Precision feedback: A conceptual model
Zach Landis‐Lewis, Allison M. Janda, Hana Chung, Patrick Galante, Yidan Cao, Andrew E. Krumm- Health Information Management
- Public Health, Environmental and Occupational Health
- Health Informatics
Abstract
Introduction
When performance data are provided as feedback to healthcare professionals, they may use it to significantly improve care quality. However, the question of how to provide effective feedback remains unanswered, as decades of evidence have produced a consistent pattern of effects—with wide variation. From a coaching perspective, feedback is often based on a learner's objectives and goals. Furthermore, when coaches provide feedback, it is ideally informed by their understanding of the learner's needs and motivation. We anticipate that a “coaching”‐informed approach to feedback may improve its effectiveness in two ways. First, by aligning feedback with healthcare professionals' chosen goals and objectives, and second, by enabling large‐scale feedback systems to use new types of data to learn what kind of performance information is motivating in general. Our objective is to propose a conceptual model of precision feedback to support these anticipated enhancements to feedback interventions.

## [Prompt 1]
In the precision feedback abstract, what is the authors' stated objective?
## [Prompt 2]
Carry on the precision feedback abstract from its final sentence.

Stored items
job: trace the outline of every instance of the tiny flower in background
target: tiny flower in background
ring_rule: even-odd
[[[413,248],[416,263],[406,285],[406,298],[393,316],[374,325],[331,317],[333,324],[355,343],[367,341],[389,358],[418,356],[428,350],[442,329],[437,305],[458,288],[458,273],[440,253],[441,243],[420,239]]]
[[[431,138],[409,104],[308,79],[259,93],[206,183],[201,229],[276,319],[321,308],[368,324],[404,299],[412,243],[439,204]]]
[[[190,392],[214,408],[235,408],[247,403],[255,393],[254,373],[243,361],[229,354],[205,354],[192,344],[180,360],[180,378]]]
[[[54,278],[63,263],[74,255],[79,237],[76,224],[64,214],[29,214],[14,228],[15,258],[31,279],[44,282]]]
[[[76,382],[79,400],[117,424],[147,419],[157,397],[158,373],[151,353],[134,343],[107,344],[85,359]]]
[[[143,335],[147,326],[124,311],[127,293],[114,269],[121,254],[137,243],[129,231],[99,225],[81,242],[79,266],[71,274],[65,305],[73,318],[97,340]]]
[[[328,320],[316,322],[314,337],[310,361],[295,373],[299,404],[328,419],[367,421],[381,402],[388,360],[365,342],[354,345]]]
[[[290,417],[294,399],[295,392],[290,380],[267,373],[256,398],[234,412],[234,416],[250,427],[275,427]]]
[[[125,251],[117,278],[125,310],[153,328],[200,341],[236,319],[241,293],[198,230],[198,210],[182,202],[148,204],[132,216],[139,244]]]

## [Answer section 1]
To propose a conceptual model of precision feedback that supports the anticipated enhancements to feedback interventions.

## [Answer section 2]
Methods
We iteratively represented models of feedback's influence from theories of motivation and behavior change, visualization, and human‐computer interaction. Through cycles of discussion and reflection, application to clinical examples, and software development, we implemented and refined the models in a software application to generate precision feedback messages from performance data for anesthesia providers.
Results
We propose that precision feedback is feedback that is prioritized according to its motivational potential for a specific recipient. We identified three factors that influence motivational potential: (1) the motivating information in a recipient's performance data, (2) the surprisingness of the motivating information, and (3) a recipient's preferences for motivating information and its visual display.
Conclusions
We propose a model of precision feedback that is aligned with leading theories of feedback interventions to support learning about the success of feedback interventions. We plan to evaluate this model in a randomized controlled trial of a precision feedback system that enhances feedback emails to anesthesia providers.